• _What you are asked to do_: Copy the entries word for word, from the line that contains "to the rocky" through the last line of the entries, including both of those lines.

• _Source records_:
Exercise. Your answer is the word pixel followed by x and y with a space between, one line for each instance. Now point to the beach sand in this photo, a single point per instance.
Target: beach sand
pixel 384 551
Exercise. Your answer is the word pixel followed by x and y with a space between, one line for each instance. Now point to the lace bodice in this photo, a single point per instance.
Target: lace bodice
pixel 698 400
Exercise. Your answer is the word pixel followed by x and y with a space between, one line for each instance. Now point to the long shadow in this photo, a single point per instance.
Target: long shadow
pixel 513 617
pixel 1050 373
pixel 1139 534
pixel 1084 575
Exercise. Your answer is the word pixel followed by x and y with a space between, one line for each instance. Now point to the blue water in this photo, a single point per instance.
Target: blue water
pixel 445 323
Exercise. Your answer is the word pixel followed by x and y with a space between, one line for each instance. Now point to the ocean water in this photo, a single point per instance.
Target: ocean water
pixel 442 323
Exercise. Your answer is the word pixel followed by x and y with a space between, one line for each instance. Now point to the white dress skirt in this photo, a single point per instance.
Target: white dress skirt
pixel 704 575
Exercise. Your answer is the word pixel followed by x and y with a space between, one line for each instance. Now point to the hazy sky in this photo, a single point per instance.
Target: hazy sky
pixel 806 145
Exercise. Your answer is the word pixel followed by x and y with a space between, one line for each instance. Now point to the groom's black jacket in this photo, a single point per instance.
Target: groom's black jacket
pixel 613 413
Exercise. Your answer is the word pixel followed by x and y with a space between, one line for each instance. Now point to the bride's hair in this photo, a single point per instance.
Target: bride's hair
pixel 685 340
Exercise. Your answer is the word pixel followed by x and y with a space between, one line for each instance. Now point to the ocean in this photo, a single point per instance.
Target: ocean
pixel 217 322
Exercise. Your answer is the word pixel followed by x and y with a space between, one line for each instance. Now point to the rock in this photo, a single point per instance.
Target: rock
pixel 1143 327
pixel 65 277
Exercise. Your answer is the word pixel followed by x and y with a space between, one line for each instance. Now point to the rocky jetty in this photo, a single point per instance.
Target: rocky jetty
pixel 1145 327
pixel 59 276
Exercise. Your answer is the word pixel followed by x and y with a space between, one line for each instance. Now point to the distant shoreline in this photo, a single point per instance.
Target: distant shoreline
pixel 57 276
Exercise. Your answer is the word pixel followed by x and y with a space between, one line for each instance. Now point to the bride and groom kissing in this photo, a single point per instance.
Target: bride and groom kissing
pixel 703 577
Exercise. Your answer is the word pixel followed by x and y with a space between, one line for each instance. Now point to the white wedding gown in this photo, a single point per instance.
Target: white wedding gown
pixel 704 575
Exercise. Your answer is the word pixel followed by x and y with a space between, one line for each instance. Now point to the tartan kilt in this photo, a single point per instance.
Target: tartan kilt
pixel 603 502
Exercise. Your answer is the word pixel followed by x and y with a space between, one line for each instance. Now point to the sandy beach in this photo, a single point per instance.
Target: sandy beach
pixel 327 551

• _Solution to the problem_:
Exercise. Your answer is the word pixel followed by x and y with a space between, one line for each instance. Now point to the rocky jetty in this photo, a single point per instance.
Target: rocky jetty
pixel 1145 327
pixel 59 276
Exercise. Your answer is the word pixel followed by x and y with a space between, one line for each instance. Now point to the distant shoreline in this photo, a single point per instance.
Target: distant shoreline
pixel 57 276
Exercise. Your answer is the word pixel followed by x and y with a space between, one line for each instance. Now point to the bride and groom kissing in this photo, a single point per instance.
Target: bride and groom kissing
pixel 703 577
Exercise. Your answer is the word pixel followed by x and y with a space between, one line for each instance. Now point to the white wedding gown in this photo, a single point per instance.
Target: white wedding gown
pixel 704 575
Exercise. Your answer is the word pixel followed by x and y with a space between, one line for each instance. Now point to the tartan kilt in this photo, a single point per instance.
Target: tartan kilt
pixel 603 502
Exercise. Your answer is the word pixel followed by x and y with a space between, one line for each instance. Now point to the sandy beach in this photo, a single point per instance.
Target: sandy beach
pixel 327 551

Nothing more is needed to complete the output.